STATED TASK:
Copy out every line of the rows below that contains the word "glass".

MATERIAL:
▬▬▬

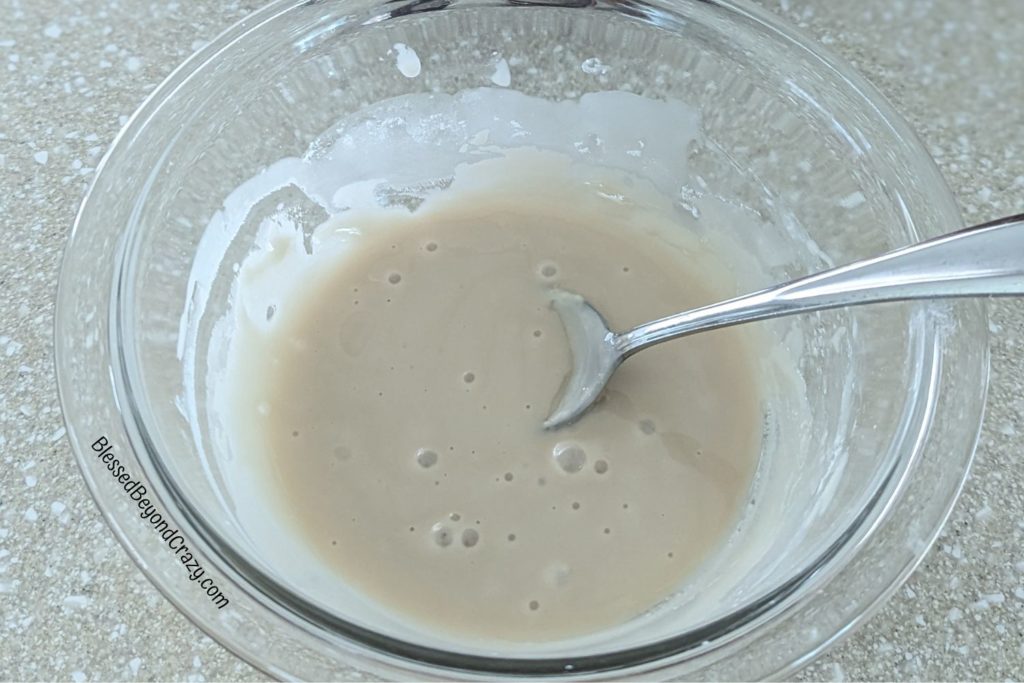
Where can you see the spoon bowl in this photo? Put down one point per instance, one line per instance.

▬▬▬

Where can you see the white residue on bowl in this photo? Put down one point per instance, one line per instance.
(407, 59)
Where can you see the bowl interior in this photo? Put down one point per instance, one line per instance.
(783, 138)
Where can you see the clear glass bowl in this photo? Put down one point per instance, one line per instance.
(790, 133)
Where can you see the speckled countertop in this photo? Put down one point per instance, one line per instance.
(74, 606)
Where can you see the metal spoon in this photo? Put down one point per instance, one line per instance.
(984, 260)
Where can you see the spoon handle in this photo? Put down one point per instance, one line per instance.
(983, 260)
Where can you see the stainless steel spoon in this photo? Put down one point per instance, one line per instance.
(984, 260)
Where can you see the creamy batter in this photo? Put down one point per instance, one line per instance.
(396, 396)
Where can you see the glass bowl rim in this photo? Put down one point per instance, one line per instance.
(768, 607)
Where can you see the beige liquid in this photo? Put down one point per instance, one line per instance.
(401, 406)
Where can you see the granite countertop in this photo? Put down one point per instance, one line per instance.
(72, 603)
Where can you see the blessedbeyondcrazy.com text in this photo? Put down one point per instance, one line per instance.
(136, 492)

▬▬▬

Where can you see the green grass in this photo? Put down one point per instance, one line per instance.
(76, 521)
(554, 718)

▬▬▬

OUTPUT FOR THIS EXERCISE:
Where can you see the clear glass bowl in this photo? Put down one point per instance, one line per instance.
Where can you see the glass bowl rim in this photo? Put down one point per instance, one line per instance.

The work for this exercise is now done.